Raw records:
Start

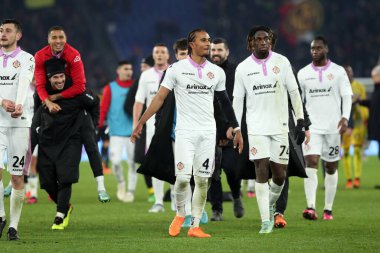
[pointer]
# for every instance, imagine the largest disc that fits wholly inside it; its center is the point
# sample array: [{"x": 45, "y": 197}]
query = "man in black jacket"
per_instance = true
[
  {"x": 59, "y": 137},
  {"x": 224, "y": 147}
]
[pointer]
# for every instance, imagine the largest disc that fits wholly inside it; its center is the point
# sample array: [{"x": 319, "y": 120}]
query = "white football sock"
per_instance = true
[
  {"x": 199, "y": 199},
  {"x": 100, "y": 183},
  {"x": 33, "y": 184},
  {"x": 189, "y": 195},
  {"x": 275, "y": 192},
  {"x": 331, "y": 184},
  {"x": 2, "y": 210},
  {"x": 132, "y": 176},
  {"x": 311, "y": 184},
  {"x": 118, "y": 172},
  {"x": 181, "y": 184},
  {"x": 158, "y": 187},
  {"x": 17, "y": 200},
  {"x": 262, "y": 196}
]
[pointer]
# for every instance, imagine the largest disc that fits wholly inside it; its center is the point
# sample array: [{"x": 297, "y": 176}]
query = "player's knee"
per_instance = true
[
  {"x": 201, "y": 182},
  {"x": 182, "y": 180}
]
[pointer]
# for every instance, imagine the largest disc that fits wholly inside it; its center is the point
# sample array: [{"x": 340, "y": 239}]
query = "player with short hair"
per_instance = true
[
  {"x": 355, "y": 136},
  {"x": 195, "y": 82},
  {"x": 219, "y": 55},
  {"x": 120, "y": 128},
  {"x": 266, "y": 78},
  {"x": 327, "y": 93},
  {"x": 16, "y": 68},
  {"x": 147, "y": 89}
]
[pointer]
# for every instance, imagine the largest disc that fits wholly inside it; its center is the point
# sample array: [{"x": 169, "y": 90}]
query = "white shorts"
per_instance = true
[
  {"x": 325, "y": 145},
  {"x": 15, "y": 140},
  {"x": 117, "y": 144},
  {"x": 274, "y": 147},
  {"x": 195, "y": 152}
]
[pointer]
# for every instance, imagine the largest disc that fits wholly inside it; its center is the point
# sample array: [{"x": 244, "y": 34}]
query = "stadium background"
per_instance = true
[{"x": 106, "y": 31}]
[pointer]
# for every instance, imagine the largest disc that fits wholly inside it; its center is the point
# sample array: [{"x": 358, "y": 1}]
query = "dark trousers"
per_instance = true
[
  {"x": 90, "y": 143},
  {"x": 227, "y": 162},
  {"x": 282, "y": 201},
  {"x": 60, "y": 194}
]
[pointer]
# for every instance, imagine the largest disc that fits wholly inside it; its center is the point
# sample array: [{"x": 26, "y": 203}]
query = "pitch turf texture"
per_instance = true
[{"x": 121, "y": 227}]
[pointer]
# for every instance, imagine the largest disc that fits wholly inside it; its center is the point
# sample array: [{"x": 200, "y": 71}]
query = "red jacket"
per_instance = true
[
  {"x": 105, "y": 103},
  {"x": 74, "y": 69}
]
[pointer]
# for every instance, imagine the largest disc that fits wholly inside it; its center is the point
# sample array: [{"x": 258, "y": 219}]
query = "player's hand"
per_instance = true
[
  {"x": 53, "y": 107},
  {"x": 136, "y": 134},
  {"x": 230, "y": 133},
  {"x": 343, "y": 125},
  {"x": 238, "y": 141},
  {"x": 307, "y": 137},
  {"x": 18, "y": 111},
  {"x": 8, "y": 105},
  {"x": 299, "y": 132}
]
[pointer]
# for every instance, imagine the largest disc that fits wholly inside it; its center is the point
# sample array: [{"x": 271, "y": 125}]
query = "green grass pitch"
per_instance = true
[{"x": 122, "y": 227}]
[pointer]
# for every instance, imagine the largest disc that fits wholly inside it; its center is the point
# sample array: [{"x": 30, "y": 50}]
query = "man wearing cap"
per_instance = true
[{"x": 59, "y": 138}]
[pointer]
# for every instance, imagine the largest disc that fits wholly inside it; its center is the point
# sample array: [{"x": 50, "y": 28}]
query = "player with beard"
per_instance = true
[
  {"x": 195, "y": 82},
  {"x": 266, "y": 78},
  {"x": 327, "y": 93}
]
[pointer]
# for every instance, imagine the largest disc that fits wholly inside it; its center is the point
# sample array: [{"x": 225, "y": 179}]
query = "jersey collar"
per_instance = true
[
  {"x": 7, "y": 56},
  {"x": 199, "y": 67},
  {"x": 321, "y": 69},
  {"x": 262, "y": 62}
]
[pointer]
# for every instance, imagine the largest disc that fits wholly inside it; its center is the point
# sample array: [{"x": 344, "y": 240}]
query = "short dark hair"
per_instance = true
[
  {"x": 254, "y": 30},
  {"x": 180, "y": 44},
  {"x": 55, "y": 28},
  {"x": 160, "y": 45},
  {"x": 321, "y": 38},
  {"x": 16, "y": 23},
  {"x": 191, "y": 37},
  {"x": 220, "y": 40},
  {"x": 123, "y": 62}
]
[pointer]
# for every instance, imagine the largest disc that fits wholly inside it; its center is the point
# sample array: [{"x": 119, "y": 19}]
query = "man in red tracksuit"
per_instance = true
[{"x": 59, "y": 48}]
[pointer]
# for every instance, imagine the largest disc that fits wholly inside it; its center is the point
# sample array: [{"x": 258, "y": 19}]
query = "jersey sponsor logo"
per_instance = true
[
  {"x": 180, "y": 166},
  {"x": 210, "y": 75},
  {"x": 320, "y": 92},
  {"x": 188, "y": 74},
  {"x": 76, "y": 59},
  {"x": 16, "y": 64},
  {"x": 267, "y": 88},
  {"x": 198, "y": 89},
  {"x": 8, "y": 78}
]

End

Given problem: Leave out the pictures and retype every line above exactly.

Completed task:
[pointer]
# for every instance, imagine the largest disc that fits wholly inside it; its center is the point
# sample array: [{"x": 45, "y": 197}]
query = "man in black jacket"
per_instance = true
[
  {"x": 59, "y": 137},
  {"x": 224, "y": 147}
]
[pointer]
# for every instance, imagine the largest disc that fits wholly inside it; its center is the point
# sample array: [{"x": 319, "y": 120}]
query = "white football sock"
per_instance = true
[
  {"x": 199, "y": 199},
  {"x": 100, "y": 183},
  {"x": 33, "y": 184},
  {"x": 189, "y": 195},
  {"x": 275, "y": 192},
  {"x": 331, "y": 184},
  {"x": 2, "y": 210},
  {"x": 132, "y": 176},
  {"x": 311, "y": 184},
  {"x": 118, "y": 172},
  {"x": 181, "y": 184},
  {"x": 158, "y": 187},
  {"x": 17, "y": 200},
  {"x": 262, "y": 196}
]
[pointer]
# for every instance, imagine the largest disc that fits wholly inside it; its center is the point
# sample array: [{"x": 297, "y": 176}]
query = "player's knee"
per_instance = true
[
  {"x": 201, "y": 182},
  {"x": 182, "y": 180}
]
[pointer]
# for every instance, imagine the largest disc that fits wholly inside it; its center is the point
# sample array: [{"x": 340, "y": 239}]
query = "player with short hair"
per_instance = true
[
  {"x": 355, "y": 136},
  {"x": 195, "y": 82},
  {"x": 219, "y": 55},
  {"x": 120, "y": 128},
  {"x": 266, "y": 78},
  {"x": 327, "y": 93},
  {"x": 16, "y": 68},
  {"x": 147, "y": 89}
]
[pointer]
# for every instance, imagine the largest disc that fits wholly inside it; its center is the point
# sample array: [{"x": 169, "y": 90}]
query = "white shorts"
per_instance = true
[
  {"x": 325, "y": 145},
  {"x": 15, "y": 140},
  {"x": 117, "y": 144},
  {"x": 274, "y": 147},
  {"x": 195, "y": 152}
]
[pointer]
# for every instance, imagine the largest disc that fits wholly inside it; its center is the point
# sample array: [{"x": 244, "y": 34}]
query = "stadium background"
per_instance = true
[{"x": 106, "y": 31}]
[pointer]
# for every instance, imagine the largest disc that fits wholly inside it; its center is the point
# sample array: [{"x": 358, "y": 1}]
query = "dark trousers"
per_instance = true
[
  {"x": 90, "y": 143},
  {"x": 227, "y": 162},
  {"x": 282, "y": 201},
  {"x": 60, "y": 194}
]
[pointer]
# for every instance, imagine the largest disc that fits wholly inside it; its center is the point
# sample array: [{"x": 26, "y": 203}]
query = "pitch turf texture"
per_instance = true
[{"x": 121, "y": 227}]
[pointer]
# for every instance, imagine the largest disc that fits wholly inside it; its center is the point
# sample array: [{"x": 200, "y": 71}]
query = "red jacket"
per_instance = true
[
  {"x": 105, "y": 103},
  {"x": 74, "y": 69}
]
[pointer]
# for every instance, imagine the largest disc that fits wholly inside it; its center is the point
# sample array: [{"x": 258, "y": 219}]
query = "player's hand"
per_instance = true
[
  {"x": 53, "y": 107},
  {"x": 136, "y": 134},
  {"x": 230, "y": 133},
  {"x": 343, "y": 125},
  {"x": 238, "y": 141},
  {"x": 307, "y": 137},
  {"x": 18, "y": 111},
  {"x": 8, "y": 105},
  {"x": 299, "y": 132}
]
[pointer]
# for every instance, imagine the largest disc that fits wholly inside it; its center is the point
# sample array: [{"x": 271, "y": 125}]
query = "green grass pitch"
per_instance = true
[{"x": 122, "y": 227}]
[pointer]
# for every instance, imagine the largest disc that fits wholly inside it; its center is the point
# sample array: [{"x": 30, "y": 50}]
query = "man wearing cap"
per_instance = true
[{"x": 59, "y": 138}]
[pointer]
# for every instance, imagine the largest disc that fits wholly inside it; its center is the point
# sample array: [{"x": 50, "y": 28}]
query = "player with beard"
per_instance = true
[
  {"x": 195, "y": 82},
  {"x": 266, "y": 78},
  {"x": 327, "y": 93}
]
[pointer]
# for every instance, imagine the largest disc that fits wholly inside it; its center is the point
# sample array: [{"x": 225, "y": 179}]
query = "jersey collar"
per_instance = true
[
  {"x": 7, "y": 56},
  {"x": 199, "y": 67},
  {"x": 321, "y": 69},
  {"x": 262, "y": 62}
]
[pointer]
# for every instance, imagine the largest disc that fits wholly inside it; its center is the point
# sample array: [{"x": 344, "y": 240}]
query = "short dark hair"
per_instance = true
[
  {"x": 254, "y": 30},
  {"x": 180, "y": 44},
  {"x": 55, "y": 28},
  {"x": 160, "y": 45},
  {"x": 321, "y": 38},
  {"x": 16, "y": 23},
  {"x": 191, "y": 37},
  {"x": 220, "y": 40},
  {"x": 123, "y": 62}
]
[pointer]
# for every instance, imagine the largest disc that fits wholly inside it; its center is the point
# sample array: [{"x": 119, "y": 19}]
query = "man in red tracksuit"
per_instance = true
[{"x": 59, "y": 48}]
[pointer]
# for every instance, imagine the largest disc that fits wholly inside it; its center is the point
# sample array: [{"x": 258, "y": 19}]
query = "jersey sponsor logo"
per_instance = true
[
  {"x": 180, "y": 166},
  {"x": 210, "y": 75},
  {"x": 320, "y": 92},
  {"x": 188, "y": 74},
  {"x": 76, "y": 59},
  {"x": 16, "y": 64},
  {"x": 267, "y": 88},
  {"x": 198, "y": 89},
  {"x": 8, "y": 78}
]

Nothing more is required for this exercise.